***** Document text
This page is extracted from Steering Committee conversations.

The question is, for a given record identifier, id-space, and 'encoding' (either 'without commitment to particular encoding' or particular encodings), what should the shared names URI look like? In particular:

  1. Are id-spaces designated by numbers or by strings? (See Issue/Id-space names or identifiers)
  2. Are id-spaces encoded in the domain name or the path?
  3. Does the URI have /n/ at the beginning of the path? (See Issue/OCLC noise tradeoff)
  4. Is the encoding given as part of the path (/r/, /html/, etc.) or as a suffix (none, .html, .xml, etc)?
  5. If the id-space is in the path, is it separated from the record designator using / or : ?
  6. Do we use / URIs or # URIs?
  7. Do we support expression of shared names URIs as XML Qnames?

Proposal

Basically, http://sharedname.org/idspace/record . Examples

http://sharedname.org/ncbi_gene/7157
http://sharedname.org/ncbi_gene/7157.xml
http://sharedname.org/ncbi_gene/7157.html
http://sharedname.org/pubmed/20157591

For full discussion of issues see below.

The about-record itself, i.e. the 303 target, could have its own predictable URI: http://sharedname.org/ncbi_gene/7157.about

Suggestion from Issue/Form of URIs: put the idspace metadata record at http://sharedname.org/ncbi_gene . (Alternative: set up a meta-idspace whose 'records' describe idspaces.)
**********
***** Recorded information
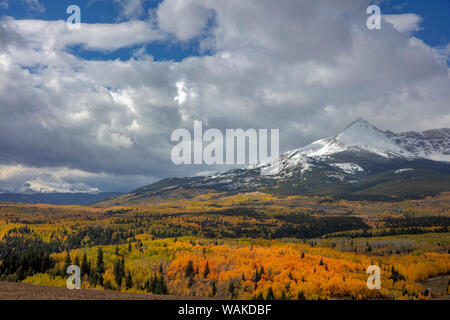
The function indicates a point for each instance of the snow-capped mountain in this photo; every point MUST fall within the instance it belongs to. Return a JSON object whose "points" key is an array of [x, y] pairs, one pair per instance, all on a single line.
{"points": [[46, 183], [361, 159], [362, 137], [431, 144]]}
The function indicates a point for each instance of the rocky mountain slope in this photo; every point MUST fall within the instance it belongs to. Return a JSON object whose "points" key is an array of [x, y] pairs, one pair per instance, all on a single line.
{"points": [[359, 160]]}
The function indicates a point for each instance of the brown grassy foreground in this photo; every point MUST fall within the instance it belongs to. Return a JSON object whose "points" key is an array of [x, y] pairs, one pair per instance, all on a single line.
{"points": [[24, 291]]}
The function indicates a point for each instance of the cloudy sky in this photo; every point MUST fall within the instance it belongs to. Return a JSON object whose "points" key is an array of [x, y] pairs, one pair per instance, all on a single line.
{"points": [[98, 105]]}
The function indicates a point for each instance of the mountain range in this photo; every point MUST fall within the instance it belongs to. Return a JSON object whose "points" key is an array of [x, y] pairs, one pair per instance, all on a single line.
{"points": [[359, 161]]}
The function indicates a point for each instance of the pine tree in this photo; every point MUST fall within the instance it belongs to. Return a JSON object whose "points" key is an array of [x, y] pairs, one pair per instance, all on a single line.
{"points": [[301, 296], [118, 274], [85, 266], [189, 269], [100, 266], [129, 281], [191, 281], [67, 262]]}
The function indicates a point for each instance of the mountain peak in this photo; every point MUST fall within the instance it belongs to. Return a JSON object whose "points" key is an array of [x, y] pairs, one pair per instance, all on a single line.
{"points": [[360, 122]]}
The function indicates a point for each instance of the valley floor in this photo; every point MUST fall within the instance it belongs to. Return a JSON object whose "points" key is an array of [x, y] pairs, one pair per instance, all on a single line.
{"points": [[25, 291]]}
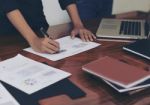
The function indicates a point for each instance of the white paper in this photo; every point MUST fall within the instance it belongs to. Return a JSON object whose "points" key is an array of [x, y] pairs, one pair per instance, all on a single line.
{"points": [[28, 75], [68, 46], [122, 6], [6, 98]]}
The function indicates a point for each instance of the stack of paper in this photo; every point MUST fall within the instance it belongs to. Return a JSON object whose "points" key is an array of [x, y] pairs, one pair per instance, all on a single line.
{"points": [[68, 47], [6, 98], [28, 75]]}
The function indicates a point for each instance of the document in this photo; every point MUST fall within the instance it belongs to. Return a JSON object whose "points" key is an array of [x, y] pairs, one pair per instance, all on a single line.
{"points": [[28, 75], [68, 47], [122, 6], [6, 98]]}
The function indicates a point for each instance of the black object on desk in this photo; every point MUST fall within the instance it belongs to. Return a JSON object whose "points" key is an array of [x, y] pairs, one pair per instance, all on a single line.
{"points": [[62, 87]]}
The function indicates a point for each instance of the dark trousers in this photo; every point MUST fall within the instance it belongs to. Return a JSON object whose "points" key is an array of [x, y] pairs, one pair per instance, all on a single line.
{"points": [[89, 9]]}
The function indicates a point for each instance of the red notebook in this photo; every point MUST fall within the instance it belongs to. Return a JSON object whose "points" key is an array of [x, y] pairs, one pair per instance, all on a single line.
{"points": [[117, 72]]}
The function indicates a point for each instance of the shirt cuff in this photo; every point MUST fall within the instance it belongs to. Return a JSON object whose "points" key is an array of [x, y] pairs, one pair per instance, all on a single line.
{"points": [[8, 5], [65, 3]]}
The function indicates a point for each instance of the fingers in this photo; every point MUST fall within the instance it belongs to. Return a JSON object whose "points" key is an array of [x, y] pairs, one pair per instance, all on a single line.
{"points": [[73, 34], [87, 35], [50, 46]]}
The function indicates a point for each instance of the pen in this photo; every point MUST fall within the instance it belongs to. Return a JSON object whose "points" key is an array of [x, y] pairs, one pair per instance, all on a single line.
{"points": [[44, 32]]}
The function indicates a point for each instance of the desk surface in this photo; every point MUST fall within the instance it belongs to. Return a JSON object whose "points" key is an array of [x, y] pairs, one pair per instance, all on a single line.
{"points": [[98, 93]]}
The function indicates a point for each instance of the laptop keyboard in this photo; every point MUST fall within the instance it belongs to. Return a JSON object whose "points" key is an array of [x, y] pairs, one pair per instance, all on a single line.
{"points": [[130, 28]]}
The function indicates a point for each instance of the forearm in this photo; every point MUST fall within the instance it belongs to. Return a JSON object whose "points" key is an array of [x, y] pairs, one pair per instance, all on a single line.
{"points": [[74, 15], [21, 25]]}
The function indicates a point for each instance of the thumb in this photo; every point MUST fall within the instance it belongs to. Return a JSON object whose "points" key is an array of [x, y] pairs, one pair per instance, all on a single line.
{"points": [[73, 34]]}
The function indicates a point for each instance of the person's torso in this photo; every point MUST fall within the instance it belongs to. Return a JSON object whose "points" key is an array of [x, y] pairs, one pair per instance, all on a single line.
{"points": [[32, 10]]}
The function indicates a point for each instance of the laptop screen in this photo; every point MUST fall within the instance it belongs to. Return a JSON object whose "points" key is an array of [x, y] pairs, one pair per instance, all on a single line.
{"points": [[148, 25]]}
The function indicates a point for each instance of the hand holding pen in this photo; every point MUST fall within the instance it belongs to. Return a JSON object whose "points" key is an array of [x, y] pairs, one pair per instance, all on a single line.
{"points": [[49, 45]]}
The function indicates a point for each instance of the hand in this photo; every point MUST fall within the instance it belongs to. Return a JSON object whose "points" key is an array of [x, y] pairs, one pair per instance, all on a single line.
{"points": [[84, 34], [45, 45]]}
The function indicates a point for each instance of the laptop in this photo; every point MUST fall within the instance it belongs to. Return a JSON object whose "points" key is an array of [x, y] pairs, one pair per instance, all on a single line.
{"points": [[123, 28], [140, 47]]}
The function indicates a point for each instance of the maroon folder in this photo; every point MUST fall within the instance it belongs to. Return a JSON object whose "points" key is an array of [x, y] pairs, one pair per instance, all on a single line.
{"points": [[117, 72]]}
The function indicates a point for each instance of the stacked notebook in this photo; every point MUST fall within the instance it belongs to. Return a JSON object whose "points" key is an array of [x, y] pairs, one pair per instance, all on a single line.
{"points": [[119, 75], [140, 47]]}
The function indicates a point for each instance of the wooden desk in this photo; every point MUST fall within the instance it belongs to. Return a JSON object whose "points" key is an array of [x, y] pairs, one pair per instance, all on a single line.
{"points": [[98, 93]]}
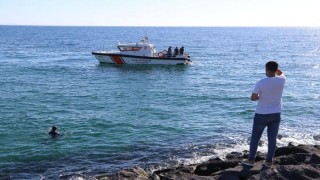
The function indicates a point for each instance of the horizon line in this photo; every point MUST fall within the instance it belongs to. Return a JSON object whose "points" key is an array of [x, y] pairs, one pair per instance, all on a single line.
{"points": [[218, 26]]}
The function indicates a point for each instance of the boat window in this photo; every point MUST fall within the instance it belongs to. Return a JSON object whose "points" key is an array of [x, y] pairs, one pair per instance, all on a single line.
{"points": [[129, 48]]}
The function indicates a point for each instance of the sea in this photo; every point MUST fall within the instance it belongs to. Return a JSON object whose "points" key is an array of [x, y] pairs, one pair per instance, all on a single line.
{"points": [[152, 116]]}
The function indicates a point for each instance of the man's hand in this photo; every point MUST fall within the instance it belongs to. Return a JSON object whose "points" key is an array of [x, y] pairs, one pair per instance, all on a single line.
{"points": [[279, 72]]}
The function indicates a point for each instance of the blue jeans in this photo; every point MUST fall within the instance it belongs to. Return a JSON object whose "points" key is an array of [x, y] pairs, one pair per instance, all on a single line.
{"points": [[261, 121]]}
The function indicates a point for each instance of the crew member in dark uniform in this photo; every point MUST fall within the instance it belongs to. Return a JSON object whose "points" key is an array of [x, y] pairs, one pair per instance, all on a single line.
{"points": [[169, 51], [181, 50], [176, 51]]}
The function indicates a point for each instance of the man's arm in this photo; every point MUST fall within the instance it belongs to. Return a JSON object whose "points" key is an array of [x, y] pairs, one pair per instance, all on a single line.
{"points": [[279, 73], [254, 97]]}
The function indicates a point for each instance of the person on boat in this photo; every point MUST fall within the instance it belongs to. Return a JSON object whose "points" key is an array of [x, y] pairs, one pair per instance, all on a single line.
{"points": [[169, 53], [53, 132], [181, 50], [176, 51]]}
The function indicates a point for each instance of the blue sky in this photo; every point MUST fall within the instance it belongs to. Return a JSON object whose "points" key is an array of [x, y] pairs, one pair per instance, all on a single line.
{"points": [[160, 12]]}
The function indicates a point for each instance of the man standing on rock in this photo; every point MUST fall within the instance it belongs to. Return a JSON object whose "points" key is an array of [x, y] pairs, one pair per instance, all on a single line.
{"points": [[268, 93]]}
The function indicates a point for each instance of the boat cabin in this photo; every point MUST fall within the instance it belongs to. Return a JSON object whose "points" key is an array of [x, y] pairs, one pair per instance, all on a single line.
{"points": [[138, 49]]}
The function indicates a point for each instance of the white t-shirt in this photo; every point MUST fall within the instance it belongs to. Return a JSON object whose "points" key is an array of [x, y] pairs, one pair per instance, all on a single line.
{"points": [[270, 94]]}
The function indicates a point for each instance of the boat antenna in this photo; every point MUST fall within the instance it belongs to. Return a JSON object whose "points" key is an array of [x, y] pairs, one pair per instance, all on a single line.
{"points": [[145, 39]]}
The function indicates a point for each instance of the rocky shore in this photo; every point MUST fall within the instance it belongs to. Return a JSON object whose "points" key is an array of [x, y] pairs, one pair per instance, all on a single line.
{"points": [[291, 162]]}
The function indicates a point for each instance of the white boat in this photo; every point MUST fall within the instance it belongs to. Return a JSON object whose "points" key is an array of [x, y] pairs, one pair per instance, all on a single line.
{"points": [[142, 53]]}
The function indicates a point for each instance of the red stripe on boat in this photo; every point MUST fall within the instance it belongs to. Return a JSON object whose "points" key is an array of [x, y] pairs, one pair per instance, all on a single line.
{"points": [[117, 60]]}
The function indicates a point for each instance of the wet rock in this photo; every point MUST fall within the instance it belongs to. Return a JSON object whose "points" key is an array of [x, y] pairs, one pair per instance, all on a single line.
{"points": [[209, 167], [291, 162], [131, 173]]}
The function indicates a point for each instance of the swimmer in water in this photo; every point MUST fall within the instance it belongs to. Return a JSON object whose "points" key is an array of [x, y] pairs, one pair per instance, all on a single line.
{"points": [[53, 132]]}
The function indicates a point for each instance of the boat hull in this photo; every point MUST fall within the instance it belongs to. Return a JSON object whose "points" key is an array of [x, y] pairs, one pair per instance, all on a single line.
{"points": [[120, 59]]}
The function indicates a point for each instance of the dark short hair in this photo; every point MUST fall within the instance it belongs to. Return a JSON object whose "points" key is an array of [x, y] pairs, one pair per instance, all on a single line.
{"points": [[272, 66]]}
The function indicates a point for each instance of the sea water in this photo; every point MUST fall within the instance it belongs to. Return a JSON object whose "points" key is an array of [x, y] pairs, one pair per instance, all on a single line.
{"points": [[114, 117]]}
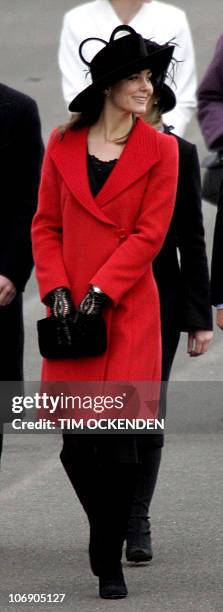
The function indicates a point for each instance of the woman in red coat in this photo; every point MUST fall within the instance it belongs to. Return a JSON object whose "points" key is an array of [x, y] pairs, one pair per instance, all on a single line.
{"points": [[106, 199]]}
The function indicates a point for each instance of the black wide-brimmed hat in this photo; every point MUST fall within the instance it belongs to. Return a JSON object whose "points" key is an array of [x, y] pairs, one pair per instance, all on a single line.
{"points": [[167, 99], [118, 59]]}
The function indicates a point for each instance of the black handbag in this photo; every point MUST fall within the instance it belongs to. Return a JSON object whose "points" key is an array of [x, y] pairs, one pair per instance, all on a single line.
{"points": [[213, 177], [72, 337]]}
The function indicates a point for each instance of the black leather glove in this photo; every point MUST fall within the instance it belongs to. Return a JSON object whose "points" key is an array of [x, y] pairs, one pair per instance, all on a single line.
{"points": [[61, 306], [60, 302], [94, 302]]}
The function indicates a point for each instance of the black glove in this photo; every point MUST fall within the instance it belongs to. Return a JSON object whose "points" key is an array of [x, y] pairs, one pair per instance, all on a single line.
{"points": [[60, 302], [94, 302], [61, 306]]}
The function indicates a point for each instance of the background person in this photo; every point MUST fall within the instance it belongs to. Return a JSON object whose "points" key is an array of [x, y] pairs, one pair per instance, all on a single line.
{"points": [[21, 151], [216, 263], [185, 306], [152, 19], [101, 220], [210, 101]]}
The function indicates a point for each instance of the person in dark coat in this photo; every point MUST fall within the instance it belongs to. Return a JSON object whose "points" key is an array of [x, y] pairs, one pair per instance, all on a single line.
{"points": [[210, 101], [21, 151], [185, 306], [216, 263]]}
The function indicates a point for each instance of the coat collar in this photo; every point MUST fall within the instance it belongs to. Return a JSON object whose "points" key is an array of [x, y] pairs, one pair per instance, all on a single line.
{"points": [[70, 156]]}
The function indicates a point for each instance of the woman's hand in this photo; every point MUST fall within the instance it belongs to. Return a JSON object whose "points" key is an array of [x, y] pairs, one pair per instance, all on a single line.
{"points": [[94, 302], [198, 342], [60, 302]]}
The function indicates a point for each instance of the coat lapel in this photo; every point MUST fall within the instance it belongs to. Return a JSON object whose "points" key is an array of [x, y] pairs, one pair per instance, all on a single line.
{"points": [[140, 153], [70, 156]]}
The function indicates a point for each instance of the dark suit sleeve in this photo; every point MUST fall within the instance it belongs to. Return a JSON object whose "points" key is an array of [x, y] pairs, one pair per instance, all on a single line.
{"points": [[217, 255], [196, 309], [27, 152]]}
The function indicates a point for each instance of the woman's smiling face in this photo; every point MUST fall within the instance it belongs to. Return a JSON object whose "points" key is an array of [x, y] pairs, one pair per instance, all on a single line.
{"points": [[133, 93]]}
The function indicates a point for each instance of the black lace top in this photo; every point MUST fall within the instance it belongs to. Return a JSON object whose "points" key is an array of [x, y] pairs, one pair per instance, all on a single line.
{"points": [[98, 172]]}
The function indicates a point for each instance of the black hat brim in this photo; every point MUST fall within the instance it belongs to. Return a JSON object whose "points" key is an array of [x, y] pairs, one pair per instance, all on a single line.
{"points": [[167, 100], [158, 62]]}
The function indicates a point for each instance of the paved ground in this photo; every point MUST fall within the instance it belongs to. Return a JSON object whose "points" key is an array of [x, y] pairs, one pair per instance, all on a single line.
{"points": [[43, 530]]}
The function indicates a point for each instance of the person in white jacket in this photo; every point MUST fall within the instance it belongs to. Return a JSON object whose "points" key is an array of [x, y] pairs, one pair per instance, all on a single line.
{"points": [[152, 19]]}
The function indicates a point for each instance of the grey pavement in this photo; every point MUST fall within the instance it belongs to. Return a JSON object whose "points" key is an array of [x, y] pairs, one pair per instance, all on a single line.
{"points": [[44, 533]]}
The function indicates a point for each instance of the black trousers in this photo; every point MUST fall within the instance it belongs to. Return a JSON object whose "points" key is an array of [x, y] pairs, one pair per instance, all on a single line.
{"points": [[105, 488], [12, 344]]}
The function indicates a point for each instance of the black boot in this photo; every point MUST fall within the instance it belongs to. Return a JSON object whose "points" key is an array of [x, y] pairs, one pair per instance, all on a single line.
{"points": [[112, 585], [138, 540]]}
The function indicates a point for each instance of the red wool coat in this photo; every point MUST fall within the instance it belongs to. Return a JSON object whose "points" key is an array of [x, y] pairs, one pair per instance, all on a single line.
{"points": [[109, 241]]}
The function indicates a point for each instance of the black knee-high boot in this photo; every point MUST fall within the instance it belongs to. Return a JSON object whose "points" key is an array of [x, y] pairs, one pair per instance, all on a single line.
**********
Problems and tasks:
1. In the text on shared names URIs, what basic URI form does the proposal give?
2. Decide whether each statement agrees with the text on shared names URIs. Answer yes or no for each, and quote the words from the text that settle it.
(a) The page was taken from Steering Committee conversations.
(b) The text raises whether shared names URIs can be expressed as XML Qnames.
(c) The proposal places the id-space in the domain name.
3. Continue the text on shared names URIs from its final sentence.

Answers by task:
1. http://sharedname.org/idspace/record

2.
(a) Yes: "This page is extracted from Steering Committee conversations."
(b) Yes: "Do we support expression of shared names URIs as XML Qnames?"
(c) No: "Basically, http://sharedname.org/idspace/record"

3.
URIs for versions of records and of idspaces need some thought. A version (build, copy, whatever) may be designated either by a string serving as a 'version number' or 'build number', or by a date, of varying precision (YYYY vs. YYYYMMDD). The following concrete proposal is given at Issue/Form of URIs:

Version named by provider at accession level: Use provider's identifer for the version.

Version named by provider "build": Use provider's build identifer in path immediately before ID. There is an about record for such versions.

Other archived version: Use date in path immediately before ID - YYYY[-MM][-DD] with assumption that imprecision implies that we don't know when in the interval the version was. There is no about record for such versions. Information about them is in the metadata for the generic "about".

Discuss at Issue/Form of URIs. TBD.

Phasing of implementation

To get started in a hurry: Phase I: set up to only 303 redirect to the Entrez web page for now [suggests Scott]. Phase II: get the about-record representation and service in place.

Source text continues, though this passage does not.